Given entries ::

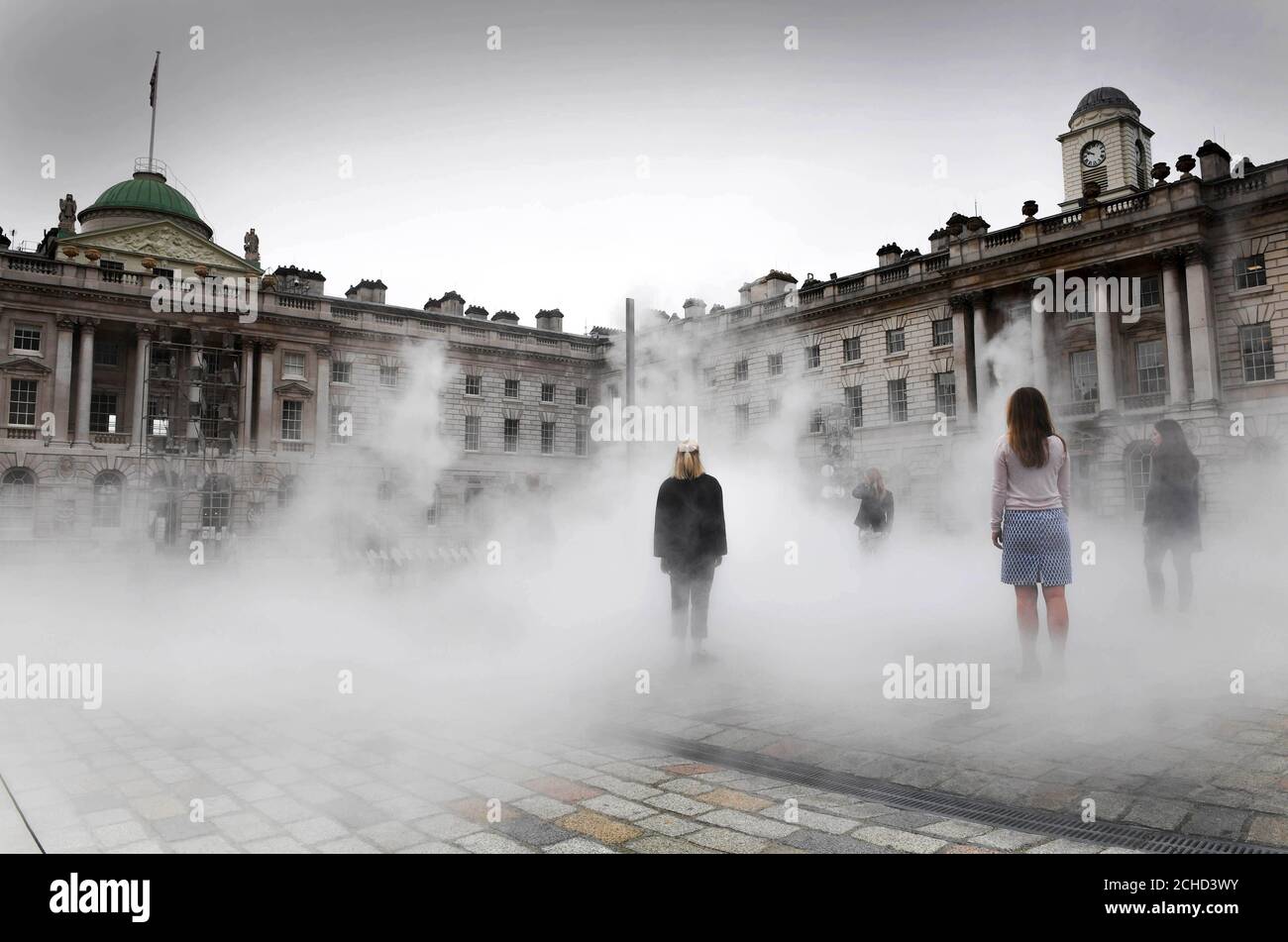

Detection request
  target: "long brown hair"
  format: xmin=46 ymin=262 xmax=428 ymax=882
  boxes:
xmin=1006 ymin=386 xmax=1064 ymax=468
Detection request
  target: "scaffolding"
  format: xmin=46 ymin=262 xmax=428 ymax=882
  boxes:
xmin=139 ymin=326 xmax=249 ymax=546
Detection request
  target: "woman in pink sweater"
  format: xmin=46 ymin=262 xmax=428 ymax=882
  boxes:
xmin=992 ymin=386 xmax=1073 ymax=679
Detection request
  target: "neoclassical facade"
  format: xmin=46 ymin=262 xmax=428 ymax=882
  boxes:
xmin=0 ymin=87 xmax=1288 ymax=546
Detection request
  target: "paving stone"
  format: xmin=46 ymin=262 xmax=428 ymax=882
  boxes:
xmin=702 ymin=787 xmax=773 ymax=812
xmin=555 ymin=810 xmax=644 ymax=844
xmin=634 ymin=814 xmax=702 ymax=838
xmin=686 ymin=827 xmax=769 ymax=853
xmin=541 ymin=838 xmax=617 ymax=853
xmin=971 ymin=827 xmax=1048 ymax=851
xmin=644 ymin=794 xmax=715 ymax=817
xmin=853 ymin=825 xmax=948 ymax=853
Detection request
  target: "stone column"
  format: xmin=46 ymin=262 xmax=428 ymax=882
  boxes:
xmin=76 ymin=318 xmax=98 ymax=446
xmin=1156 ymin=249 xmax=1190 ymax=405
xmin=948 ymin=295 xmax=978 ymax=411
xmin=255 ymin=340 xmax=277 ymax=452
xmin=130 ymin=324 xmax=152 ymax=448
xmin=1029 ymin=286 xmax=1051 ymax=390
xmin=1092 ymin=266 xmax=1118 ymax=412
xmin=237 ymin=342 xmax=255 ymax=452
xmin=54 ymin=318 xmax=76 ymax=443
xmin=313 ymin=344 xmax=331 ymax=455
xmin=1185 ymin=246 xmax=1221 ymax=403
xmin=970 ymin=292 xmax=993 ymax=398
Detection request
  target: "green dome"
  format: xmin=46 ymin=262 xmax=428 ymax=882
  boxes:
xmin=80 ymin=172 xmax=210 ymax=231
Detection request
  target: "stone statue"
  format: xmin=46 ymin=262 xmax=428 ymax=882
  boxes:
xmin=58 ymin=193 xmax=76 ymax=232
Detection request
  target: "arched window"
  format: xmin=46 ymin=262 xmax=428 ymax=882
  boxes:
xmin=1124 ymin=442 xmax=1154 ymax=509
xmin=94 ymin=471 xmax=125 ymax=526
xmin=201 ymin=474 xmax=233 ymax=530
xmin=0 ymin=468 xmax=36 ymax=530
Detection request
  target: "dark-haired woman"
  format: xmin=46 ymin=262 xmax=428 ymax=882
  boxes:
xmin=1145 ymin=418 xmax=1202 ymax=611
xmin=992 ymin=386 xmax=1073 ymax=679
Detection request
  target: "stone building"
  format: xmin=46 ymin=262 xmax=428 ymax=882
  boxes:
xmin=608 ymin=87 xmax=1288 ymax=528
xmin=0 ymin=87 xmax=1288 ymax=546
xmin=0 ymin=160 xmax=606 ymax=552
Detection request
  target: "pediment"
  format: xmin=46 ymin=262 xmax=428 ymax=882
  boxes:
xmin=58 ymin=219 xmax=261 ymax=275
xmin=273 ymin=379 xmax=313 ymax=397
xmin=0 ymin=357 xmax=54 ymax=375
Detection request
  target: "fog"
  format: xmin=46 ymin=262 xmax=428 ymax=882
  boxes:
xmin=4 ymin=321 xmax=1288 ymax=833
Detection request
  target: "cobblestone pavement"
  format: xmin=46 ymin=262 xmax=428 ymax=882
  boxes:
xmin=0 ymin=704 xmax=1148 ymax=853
...
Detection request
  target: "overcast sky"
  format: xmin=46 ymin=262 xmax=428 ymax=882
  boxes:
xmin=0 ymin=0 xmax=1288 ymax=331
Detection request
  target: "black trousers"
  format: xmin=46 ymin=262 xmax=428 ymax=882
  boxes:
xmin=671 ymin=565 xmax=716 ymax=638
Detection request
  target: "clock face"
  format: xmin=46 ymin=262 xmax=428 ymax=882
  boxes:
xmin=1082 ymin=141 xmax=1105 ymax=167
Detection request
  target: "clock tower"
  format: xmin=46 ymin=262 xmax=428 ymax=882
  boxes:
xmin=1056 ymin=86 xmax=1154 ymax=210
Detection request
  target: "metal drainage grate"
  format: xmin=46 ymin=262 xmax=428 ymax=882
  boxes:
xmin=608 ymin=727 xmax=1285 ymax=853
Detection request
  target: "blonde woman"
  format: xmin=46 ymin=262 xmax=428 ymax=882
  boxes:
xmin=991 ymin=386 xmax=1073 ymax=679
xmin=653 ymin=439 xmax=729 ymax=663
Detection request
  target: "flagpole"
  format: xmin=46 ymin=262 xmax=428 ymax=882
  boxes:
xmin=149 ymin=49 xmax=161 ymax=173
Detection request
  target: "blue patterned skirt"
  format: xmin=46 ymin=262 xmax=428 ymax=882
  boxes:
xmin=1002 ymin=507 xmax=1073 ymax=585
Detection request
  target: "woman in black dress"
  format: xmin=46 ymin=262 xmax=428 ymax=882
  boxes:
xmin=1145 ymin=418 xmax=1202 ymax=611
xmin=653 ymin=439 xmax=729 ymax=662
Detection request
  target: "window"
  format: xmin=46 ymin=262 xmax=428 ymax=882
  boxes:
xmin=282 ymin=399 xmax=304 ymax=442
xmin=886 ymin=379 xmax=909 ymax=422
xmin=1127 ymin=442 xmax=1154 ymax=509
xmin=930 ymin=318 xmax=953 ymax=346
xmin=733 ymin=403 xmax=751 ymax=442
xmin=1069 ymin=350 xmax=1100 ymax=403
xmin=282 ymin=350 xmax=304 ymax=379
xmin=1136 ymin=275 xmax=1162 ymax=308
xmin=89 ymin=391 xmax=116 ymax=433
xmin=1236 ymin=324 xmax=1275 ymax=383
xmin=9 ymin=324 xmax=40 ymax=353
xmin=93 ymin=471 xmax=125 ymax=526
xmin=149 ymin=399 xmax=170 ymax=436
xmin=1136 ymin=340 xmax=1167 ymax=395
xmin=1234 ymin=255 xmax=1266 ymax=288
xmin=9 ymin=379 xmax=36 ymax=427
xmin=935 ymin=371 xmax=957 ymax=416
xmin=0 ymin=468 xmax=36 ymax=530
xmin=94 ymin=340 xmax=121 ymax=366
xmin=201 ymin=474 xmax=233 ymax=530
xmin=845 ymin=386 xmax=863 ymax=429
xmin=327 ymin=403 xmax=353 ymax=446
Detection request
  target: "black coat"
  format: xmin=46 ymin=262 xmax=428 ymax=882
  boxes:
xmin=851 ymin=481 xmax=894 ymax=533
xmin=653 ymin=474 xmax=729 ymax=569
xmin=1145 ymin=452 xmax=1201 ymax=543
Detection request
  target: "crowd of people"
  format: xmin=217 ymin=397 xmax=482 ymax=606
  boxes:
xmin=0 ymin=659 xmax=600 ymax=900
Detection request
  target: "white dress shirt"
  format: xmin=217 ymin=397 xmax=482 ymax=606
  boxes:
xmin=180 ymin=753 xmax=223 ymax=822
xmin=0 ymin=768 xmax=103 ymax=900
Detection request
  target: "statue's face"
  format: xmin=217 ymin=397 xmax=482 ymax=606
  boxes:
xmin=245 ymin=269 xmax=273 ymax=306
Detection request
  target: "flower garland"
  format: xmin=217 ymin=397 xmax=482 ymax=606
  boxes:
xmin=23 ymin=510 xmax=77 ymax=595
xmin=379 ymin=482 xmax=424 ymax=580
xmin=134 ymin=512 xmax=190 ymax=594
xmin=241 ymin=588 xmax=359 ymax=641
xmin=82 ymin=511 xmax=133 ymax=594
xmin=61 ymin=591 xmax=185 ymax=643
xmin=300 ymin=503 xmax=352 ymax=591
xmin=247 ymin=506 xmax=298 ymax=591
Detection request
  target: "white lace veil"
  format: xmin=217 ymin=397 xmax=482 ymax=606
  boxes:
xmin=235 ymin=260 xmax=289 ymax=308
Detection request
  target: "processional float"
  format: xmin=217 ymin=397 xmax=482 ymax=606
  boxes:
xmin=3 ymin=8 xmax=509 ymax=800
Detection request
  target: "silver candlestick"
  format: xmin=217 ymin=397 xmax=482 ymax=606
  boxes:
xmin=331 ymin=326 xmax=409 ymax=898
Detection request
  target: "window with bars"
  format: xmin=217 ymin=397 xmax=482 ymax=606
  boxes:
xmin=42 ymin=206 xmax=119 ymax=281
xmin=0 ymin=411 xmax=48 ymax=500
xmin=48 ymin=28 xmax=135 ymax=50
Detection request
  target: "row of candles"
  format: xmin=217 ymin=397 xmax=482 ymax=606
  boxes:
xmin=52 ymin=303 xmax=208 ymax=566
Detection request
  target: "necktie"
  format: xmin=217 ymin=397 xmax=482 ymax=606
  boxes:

Short problem ::
Which lines of the records contain the word "face"? Filter them out and copy each one.

Response to this exercise ::
  target: "clock face"
  target: "statue's face"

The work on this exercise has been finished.